--- START ---

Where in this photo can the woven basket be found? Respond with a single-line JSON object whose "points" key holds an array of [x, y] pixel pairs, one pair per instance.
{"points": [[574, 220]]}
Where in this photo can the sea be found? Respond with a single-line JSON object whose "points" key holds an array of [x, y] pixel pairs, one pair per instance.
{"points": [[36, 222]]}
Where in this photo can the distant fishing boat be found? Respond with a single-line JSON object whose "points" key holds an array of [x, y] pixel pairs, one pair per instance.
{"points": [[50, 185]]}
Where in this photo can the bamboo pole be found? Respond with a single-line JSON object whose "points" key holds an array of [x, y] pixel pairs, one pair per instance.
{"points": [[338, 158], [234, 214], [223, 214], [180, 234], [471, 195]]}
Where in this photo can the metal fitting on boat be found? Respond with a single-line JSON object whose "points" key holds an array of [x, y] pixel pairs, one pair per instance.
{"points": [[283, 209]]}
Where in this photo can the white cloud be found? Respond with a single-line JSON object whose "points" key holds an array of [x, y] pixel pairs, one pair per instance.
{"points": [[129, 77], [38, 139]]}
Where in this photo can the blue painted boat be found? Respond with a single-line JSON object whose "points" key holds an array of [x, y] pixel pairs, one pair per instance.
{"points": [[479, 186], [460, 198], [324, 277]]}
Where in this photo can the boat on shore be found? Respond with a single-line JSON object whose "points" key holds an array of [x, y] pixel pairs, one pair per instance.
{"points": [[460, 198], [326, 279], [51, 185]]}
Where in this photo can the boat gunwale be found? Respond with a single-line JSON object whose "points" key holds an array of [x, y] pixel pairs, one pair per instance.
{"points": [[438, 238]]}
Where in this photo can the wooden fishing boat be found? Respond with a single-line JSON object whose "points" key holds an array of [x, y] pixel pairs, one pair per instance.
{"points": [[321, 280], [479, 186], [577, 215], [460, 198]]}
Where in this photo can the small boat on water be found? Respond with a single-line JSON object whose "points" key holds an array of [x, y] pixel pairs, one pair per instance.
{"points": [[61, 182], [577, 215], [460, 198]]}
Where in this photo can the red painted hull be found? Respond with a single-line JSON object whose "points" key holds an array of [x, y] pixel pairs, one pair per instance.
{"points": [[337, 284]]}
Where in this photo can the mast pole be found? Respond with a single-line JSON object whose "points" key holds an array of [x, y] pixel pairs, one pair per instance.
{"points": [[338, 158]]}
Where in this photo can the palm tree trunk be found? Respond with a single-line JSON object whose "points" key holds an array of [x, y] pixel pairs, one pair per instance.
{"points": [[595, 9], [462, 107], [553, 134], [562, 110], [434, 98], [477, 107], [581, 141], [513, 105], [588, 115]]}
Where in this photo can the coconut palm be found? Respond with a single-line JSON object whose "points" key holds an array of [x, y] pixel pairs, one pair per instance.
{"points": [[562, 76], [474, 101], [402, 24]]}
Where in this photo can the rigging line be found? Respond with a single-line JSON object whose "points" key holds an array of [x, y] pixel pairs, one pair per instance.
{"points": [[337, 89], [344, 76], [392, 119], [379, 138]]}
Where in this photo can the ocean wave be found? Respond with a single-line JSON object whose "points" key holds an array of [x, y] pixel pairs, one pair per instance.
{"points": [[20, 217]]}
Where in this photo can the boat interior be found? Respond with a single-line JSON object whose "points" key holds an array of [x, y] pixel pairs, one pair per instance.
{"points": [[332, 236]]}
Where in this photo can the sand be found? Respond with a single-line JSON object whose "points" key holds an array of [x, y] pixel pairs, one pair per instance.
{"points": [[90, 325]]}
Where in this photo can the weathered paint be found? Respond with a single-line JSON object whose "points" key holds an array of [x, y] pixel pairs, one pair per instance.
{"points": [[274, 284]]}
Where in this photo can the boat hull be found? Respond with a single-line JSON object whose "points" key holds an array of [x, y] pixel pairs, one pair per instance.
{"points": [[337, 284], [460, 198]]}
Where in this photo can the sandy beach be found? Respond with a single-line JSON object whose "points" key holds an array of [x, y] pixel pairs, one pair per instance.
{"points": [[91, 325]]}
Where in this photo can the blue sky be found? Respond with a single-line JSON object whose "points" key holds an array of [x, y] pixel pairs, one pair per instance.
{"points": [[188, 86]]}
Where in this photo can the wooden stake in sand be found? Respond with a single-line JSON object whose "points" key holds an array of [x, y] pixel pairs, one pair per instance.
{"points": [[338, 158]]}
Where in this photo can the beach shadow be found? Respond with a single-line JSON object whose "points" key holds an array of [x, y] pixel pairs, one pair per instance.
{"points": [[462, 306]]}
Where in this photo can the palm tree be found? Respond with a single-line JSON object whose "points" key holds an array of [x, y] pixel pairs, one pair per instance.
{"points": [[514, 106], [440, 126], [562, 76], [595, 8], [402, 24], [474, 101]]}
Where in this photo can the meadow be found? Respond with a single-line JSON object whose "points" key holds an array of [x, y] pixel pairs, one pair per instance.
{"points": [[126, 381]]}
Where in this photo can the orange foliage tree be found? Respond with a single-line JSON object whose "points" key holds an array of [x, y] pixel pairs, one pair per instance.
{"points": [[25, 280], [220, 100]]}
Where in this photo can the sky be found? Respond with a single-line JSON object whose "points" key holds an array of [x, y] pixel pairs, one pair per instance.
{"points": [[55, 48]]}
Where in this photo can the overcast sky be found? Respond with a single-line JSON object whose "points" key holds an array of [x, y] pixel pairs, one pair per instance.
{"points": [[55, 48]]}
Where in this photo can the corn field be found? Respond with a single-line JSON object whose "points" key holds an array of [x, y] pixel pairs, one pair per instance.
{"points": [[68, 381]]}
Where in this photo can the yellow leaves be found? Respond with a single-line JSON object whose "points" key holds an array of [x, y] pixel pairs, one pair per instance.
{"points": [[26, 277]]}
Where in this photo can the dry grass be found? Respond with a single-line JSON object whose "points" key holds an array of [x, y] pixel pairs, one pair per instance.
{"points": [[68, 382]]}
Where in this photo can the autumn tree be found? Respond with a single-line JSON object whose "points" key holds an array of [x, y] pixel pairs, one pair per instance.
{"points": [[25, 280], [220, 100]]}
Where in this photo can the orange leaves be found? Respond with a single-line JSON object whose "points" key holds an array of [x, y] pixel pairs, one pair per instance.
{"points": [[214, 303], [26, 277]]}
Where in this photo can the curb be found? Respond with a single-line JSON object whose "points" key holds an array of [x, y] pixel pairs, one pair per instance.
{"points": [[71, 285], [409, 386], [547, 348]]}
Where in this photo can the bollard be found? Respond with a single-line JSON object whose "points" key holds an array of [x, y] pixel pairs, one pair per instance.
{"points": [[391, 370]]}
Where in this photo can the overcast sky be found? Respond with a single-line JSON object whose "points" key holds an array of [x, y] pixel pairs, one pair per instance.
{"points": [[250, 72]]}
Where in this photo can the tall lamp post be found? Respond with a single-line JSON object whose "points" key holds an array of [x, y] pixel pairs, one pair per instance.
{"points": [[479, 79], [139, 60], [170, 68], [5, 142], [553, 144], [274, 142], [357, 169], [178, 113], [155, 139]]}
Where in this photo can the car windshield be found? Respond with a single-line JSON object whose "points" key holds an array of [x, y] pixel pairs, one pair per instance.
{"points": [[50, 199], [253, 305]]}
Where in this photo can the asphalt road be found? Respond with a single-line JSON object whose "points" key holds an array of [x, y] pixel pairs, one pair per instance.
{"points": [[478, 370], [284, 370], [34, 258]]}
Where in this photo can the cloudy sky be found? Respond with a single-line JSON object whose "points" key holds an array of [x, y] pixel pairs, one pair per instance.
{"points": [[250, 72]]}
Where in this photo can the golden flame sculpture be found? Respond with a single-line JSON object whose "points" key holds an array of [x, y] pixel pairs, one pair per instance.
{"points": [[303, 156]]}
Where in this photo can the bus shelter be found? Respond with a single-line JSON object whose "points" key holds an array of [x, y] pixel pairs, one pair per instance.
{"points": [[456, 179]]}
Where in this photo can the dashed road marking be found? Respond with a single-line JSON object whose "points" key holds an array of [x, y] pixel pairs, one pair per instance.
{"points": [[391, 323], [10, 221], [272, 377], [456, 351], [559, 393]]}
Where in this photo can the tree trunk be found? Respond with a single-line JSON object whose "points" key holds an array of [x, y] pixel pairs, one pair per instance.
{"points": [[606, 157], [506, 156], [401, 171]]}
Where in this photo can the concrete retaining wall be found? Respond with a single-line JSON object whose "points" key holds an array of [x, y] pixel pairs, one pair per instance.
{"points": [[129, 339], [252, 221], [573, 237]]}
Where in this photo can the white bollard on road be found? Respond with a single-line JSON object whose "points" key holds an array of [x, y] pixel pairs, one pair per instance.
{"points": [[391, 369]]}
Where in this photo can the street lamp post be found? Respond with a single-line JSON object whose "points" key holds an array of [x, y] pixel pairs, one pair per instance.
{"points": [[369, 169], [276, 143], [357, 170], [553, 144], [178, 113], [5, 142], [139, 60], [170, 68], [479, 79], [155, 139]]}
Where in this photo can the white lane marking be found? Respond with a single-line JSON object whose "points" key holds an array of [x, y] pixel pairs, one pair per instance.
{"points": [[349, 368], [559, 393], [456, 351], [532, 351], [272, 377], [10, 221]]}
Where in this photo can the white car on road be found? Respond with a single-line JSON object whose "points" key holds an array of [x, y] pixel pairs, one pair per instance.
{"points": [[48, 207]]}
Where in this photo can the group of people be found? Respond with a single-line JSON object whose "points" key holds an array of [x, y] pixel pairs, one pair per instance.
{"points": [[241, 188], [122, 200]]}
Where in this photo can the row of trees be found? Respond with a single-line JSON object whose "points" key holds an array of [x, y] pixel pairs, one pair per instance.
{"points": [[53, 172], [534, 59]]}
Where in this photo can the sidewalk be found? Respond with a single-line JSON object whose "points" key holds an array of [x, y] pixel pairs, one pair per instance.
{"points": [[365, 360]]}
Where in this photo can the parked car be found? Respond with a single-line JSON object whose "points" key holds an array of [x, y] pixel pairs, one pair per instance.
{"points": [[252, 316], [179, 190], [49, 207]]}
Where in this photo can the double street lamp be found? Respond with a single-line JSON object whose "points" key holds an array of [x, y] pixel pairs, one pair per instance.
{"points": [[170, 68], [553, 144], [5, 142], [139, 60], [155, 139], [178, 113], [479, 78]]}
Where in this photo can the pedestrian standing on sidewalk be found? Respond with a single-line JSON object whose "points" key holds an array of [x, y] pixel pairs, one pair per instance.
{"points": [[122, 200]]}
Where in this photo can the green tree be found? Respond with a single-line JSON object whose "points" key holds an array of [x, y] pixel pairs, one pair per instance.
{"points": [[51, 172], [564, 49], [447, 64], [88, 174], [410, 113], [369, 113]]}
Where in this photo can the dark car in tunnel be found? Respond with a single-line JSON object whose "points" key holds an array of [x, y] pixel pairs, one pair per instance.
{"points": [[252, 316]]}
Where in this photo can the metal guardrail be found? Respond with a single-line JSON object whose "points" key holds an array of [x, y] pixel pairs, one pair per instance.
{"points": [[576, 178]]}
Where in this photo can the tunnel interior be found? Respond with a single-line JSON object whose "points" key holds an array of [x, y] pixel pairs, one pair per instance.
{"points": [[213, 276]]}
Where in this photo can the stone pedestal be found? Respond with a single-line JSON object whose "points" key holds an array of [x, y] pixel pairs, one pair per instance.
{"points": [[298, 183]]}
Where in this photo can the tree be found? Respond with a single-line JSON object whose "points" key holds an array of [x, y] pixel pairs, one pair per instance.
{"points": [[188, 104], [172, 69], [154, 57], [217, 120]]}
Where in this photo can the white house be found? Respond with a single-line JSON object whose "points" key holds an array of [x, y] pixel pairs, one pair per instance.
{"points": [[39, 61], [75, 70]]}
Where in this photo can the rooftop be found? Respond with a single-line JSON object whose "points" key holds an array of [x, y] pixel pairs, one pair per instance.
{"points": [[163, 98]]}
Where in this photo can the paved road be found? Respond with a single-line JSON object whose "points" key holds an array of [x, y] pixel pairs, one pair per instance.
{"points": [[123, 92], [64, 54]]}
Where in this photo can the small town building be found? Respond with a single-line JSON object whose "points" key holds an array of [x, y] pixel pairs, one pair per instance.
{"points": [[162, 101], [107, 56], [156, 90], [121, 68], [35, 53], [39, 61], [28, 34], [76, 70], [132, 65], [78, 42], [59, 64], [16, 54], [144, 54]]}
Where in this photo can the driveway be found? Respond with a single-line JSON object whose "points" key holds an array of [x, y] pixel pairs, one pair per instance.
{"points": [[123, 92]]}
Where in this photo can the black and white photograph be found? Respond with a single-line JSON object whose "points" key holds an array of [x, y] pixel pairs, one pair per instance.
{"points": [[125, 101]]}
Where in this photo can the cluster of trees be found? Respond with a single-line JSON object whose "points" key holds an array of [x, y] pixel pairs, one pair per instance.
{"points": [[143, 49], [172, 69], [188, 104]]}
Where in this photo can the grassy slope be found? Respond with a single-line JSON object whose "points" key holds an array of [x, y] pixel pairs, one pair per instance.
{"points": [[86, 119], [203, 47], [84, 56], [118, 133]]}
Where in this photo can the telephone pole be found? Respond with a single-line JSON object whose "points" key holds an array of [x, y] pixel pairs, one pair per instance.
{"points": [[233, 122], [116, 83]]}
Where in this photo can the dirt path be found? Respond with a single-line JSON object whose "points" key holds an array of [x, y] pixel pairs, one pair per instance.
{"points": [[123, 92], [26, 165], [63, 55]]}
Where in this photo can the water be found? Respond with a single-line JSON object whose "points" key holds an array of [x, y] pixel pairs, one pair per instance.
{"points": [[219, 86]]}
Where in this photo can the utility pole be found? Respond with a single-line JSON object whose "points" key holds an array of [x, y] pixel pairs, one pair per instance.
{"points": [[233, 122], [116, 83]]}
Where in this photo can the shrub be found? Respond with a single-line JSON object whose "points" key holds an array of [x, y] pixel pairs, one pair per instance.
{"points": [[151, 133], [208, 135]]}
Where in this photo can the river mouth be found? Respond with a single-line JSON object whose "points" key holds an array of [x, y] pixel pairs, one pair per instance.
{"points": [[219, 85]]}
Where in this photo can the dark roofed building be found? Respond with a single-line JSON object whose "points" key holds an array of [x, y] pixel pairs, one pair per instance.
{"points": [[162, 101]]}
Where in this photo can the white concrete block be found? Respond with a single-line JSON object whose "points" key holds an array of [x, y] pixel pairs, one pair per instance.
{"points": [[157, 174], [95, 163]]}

--- END ---

Your goal - Take the line holding "Where in this photo can the dark roofed" and all lines after it through the end of the data, and set them down exactly.

Solution to the problem -
Where in this photo can the dark roofed building be found? Respond with a single-line JSON object whose "points" key holds an array of [x, y] pixel pairs, one pair per instance.
{"points": [[162, 101]]}
Where in this photo can the white concrete block be found? Respond with a single-line JSON object whose "points" key holds an array of [x, y] pixel pairs, one pair per instance.
{"points": [[157, 174], [95, 163]]}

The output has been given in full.